== Problem ==
In the data, starting at the line that contains "Target: white polo shirt" and ending at the end of the data, substitute "nonzero" for "even-odd". Give back only those lines, with everything else unchanged.
________________
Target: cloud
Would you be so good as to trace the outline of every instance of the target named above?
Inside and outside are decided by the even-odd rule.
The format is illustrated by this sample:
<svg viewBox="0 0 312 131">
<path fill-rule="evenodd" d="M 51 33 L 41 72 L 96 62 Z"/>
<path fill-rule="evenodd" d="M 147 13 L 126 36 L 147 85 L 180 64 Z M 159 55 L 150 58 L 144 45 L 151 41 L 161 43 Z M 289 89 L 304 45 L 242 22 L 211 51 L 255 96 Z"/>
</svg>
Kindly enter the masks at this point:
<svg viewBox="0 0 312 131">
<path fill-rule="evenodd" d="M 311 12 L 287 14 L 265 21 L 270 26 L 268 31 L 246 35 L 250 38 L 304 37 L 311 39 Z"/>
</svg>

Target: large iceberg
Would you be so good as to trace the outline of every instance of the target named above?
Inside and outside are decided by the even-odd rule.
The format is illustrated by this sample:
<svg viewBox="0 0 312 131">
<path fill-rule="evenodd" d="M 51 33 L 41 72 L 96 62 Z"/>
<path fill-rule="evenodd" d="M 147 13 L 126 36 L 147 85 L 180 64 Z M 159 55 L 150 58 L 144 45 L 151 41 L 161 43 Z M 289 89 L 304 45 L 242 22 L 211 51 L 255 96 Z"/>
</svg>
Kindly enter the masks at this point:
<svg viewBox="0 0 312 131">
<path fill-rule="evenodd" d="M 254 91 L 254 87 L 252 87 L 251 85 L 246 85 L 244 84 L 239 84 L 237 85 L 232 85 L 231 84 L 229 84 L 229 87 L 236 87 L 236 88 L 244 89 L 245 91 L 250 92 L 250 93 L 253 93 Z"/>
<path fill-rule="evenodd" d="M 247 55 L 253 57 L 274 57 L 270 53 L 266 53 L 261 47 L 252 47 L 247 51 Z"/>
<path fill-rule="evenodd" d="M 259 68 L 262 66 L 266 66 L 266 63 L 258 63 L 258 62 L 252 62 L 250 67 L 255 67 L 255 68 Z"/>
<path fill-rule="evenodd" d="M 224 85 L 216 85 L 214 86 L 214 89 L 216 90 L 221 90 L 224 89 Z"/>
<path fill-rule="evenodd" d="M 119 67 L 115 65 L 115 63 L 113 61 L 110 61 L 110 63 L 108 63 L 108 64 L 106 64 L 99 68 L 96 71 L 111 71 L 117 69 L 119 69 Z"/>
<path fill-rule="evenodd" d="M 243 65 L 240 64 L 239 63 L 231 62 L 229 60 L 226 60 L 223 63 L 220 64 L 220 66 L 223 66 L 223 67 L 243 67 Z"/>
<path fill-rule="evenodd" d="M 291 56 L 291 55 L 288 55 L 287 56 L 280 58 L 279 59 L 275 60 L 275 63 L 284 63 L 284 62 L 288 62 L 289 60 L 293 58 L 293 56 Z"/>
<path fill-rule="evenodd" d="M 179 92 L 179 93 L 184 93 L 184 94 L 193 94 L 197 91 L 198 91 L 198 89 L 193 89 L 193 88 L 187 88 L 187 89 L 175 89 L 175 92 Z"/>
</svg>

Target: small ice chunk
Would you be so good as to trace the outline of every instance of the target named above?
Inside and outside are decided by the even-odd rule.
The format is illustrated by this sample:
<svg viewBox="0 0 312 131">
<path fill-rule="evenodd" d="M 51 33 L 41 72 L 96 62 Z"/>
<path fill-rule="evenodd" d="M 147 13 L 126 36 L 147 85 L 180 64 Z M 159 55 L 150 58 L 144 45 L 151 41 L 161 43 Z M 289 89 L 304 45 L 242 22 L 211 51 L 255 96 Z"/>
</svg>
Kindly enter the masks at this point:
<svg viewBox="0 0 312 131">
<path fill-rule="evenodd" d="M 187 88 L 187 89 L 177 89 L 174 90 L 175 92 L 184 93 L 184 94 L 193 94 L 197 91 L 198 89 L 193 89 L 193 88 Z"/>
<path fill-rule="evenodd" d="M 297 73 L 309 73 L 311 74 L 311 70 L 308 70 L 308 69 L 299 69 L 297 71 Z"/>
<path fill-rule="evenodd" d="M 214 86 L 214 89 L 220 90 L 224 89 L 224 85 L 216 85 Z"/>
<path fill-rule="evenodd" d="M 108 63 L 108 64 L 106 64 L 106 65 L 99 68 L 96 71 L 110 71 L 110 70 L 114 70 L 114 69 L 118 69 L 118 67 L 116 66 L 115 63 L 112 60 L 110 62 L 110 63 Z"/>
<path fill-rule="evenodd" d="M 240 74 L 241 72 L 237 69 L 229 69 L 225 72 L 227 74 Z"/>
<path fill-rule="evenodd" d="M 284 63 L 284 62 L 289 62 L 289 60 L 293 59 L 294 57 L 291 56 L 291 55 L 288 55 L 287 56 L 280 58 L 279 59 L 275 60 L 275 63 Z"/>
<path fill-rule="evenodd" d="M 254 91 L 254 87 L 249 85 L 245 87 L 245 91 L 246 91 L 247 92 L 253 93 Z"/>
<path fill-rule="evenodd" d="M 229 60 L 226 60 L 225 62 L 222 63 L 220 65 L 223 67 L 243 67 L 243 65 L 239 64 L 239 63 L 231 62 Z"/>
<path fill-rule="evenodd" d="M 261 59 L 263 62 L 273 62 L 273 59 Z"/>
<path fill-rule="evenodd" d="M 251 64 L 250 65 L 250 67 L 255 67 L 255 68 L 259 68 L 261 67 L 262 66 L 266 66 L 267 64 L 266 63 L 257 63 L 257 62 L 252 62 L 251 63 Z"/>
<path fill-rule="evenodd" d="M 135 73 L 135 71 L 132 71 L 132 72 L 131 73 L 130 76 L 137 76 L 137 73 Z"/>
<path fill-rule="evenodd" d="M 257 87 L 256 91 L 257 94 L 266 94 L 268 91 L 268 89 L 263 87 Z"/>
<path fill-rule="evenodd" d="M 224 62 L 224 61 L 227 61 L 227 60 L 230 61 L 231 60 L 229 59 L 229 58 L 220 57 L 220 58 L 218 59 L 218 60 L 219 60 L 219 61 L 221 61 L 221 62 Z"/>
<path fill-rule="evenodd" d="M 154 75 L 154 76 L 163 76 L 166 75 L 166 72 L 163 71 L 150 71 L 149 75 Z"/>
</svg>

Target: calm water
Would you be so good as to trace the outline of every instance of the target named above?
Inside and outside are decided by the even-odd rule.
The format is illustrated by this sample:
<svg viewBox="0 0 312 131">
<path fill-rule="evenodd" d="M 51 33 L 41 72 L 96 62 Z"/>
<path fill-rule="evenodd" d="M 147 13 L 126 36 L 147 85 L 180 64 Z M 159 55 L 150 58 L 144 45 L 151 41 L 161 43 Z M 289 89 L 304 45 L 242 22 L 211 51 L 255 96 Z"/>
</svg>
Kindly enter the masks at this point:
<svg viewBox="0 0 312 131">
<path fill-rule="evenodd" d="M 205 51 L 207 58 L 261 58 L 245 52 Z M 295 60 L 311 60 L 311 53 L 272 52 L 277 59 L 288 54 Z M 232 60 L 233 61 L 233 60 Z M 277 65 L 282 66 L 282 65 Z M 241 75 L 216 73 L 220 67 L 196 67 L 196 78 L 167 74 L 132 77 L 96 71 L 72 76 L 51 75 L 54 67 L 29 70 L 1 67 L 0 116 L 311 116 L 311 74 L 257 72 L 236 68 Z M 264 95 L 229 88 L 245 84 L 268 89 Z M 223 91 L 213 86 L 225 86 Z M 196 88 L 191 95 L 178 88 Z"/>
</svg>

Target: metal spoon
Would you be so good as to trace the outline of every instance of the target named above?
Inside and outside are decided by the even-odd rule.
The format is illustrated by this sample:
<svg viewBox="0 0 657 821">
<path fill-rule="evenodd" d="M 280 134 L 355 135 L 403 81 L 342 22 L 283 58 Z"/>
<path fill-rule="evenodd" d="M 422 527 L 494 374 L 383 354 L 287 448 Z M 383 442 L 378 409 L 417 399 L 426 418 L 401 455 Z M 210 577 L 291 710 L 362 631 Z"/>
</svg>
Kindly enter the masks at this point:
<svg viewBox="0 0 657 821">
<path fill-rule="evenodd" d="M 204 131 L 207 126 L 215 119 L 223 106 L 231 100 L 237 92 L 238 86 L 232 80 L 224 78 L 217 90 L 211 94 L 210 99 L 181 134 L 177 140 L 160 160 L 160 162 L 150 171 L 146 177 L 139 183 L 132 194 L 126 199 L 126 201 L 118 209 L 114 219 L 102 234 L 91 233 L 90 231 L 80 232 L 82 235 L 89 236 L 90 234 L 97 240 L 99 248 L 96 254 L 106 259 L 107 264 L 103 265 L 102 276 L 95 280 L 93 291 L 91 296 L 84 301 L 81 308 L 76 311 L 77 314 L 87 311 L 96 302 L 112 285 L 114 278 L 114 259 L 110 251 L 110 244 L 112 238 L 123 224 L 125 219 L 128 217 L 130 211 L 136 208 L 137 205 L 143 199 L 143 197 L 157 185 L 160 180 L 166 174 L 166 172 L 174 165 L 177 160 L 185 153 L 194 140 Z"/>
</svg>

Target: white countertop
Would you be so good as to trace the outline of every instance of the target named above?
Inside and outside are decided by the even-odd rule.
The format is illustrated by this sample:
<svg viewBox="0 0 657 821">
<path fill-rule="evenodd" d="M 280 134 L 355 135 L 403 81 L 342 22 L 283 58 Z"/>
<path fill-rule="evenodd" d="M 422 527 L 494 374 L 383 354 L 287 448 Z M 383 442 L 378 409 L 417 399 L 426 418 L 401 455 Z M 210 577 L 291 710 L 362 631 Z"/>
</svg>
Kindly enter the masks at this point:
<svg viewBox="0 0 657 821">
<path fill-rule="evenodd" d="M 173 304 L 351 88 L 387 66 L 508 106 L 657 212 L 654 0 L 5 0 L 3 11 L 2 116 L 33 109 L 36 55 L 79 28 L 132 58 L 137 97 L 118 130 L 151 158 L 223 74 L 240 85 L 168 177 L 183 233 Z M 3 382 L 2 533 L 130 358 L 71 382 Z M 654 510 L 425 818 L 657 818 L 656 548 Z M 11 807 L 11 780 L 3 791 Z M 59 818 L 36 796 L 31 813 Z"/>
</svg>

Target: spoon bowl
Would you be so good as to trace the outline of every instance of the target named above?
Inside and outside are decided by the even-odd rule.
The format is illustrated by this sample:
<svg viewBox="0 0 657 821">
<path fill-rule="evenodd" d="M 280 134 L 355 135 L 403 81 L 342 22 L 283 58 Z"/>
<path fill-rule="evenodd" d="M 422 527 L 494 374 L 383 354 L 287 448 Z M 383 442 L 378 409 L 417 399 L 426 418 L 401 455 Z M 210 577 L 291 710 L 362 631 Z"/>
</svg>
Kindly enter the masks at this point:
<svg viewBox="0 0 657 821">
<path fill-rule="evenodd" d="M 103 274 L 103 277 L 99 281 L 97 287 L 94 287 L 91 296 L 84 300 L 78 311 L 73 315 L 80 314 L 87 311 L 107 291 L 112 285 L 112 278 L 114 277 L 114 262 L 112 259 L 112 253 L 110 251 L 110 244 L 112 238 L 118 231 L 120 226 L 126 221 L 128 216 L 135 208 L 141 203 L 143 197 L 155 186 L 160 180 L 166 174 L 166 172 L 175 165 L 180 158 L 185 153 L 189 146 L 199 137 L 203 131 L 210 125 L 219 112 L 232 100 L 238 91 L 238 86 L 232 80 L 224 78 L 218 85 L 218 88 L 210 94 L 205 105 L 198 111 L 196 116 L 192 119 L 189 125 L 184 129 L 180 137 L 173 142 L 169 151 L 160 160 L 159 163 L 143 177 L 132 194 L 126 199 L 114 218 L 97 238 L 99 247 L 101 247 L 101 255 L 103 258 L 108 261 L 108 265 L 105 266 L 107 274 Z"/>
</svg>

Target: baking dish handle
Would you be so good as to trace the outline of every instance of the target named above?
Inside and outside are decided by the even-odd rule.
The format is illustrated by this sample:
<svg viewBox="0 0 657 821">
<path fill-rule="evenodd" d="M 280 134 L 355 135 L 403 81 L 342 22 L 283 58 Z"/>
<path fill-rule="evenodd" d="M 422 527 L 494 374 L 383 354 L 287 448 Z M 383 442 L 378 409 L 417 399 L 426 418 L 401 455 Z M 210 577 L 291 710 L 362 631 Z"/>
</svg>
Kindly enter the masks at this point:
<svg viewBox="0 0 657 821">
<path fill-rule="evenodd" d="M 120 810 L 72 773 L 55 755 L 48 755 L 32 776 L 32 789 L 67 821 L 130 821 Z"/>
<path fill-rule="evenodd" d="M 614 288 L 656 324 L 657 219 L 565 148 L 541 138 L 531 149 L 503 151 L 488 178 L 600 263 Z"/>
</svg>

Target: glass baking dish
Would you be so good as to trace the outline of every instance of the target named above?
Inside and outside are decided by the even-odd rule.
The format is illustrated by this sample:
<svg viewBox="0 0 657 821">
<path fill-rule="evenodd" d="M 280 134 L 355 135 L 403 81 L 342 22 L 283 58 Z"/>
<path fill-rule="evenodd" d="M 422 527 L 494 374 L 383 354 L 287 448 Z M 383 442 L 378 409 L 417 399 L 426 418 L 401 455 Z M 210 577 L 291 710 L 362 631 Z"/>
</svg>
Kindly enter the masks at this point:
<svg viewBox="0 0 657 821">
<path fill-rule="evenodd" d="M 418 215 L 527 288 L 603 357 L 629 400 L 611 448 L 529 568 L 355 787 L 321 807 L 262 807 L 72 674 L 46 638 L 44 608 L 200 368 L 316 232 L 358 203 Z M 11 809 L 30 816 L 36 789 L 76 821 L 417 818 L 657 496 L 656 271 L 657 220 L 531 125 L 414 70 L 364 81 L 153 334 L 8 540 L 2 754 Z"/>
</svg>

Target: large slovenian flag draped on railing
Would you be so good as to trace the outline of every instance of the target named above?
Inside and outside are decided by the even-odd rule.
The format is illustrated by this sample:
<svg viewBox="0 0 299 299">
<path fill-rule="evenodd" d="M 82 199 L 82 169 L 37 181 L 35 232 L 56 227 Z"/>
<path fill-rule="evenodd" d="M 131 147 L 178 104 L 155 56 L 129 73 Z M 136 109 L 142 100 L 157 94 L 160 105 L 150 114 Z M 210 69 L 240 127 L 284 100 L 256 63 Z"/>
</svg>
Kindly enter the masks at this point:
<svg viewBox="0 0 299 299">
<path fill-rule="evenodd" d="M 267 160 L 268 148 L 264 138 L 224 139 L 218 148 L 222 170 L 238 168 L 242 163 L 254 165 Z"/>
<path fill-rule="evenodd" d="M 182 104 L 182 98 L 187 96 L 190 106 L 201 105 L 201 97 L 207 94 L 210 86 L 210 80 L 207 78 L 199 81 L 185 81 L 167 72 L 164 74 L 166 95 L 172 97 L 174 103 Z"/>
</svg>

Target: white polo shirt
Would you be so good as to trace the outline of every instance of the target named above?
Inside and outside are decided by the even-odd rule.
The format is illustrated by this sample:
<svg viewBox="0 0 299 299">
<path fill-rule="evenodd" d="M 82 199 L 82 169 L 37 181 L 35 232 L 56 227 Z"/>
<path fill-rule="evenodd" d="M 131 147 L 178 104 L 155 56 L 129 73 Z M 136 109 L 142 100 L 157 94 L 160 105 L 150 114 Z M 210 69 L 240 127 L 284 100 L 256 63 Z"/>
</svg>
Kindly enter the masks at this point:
________________
== Exercise output ==
Target: white polo shirt
Would you be so good as to trace the outline of every instance of the target named above?
Inside and outside are decided by the nonzero rule.
The format is illustrated by this sample:
<svg viewBox="0 0 299 299">
<path fill-rule="evenodd" d="M 82 199 L 82 169 L 37 181 L 35 232 L 56 227 Z"/>
<path fill-rule="evenodd" d="M 131 147 L 178 104 L 155 56 L 129 73 Z M 136 109 L 142 100 L 157 94 L 160 105 L 150 114 Z M 210 69 L 240 127 L 284 100 L 256 63 Z"/>
</svg>
Kindly enter the masks at this point:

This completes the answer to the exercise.